■ **PROBLEM**
Write out every one of the rows below word for word, and leave the pictures out of your answer.

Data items
━━━━━━━━━━━━━━━━━━━━

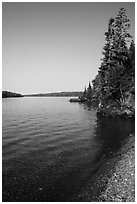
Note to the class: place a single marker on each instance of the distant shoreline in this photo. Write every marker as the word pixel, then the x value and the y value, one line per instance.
pixel 8 94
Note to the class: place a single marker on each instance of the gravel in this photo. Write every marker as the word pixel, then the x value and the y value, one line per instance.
pixel 114 180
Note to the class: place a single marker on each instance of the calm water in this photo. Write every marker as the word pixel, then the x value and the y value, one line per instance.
pixel 51 147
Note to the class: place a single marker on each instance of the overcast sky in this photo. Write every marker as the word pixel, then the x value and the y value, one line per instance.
pixel 49 47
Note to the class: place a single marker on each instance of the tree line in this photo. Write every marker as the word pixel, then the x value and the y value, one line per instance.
pixel 115 80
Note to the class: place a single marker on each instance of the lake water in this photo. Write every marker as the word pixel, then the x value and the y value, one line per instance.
pixel 51 146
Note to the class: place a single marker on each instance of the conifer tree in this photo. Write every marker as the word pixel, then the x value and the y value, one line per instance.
pixel 115 63
pixel 89 93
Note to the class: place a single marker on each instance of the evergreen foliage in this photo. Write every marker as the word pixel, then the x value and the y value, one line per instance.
pixel 116 75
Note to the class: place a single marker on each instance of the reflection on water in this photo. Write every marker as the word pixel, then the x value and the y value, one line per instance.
pixel 51 147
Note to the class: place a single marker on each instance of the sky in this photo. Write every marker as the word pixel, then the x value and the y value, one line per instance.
pixel 55 46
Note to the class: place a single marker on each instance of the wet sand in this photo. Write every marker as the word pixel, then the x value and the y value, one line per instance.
pixel 114 179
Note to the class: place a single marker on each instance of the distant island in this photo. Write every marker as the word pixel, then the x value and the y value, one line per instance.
pixel 57 94
pixel 8 94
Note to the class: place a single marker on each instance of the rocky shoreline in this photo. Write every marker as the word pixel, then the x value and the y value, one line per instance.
pixel 114 181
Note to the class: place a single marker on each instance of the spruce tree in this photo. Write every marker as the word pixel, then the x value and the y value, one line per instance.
pixel 114 66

━━━━━━━━━━━━━━━━━━━━

■ **FINAL RESULT**
Note to the class: place a single marker on each instance of the distant shoreline in this photo. Write every marker as the word pixel, then the x value and the y value, one line per instance.
pixel 8 94
Note to the class: place a single marker on each instance of the gravel in this photo. Write every marker as the word pixel, then the x value and the y value, one line per instance.
pixel 114 180
Note to the class: place a single marker on each instance of the calm water in this photo. Write every marker as the word pixel, then the x value and the y value, one line per instance.
pixel 51 147
Note to the class: place a single marker on each instance of the overcast sky in this photo. Write every marker as the word pixel, then the x value and the y value, one line per instance.
pixel 49 47
Note to the class: place a single marker on each instance of the tree line in this photo. Write every marker as the word pixel, then the x value and the y value, one line per instance.
pixel 115 80
Note to the class: place a single marker on each instance of the lake water in this photo. Write every marker as the word pixel, then the x value and the y value, one line per instance.
pixel 51 146
Note to the class: place a single marker on each instance of the conifer tree in this photo. Write every marker as the word pixel, then the x value and the y value, one line per instance.
pixel 115 63
pixel 89 93
Note to the class: place a single marker on each instance of the evergreen foliage in this photo. Write every marker as the word pixel, then the x value and the y value, one line per instance.
pixel 116 75
Note to the class: place a single marker on each instance of the reflection on water in this photo. Write every marker as the word pixel, then the x value and the y value, one line per instance.
pixel 51 147
Note to the class: place a single marker on each instance of the sky in this photo. Write every marker as the word pixel, then the x value and the y value, one line per instance.
pixel 55 46
Note to the class: place a single marker on each instance of the wet sand in this photo. Write every marker as the word pixel, then the x value and the y value, one line per instance.
pixel 114 179
Note to the class: place a single marker on each instance of the distant island in this photo. Write every marker as the word pixel, then the x value and the y value, one line per instance.
pixel 57 94
pixel 8 94
Note to the class: place a single marker on each instance of the rocky shoreline in this photo. Write every marker as the word pixel, then the x value and the y value, one line per instance.
pixel 114 181
Note to the class: place a single marker on each instance of the spruce tree in this photo. Write every marker as the word pixel, then the x value and the y value, one line per instance.
pixel 114 66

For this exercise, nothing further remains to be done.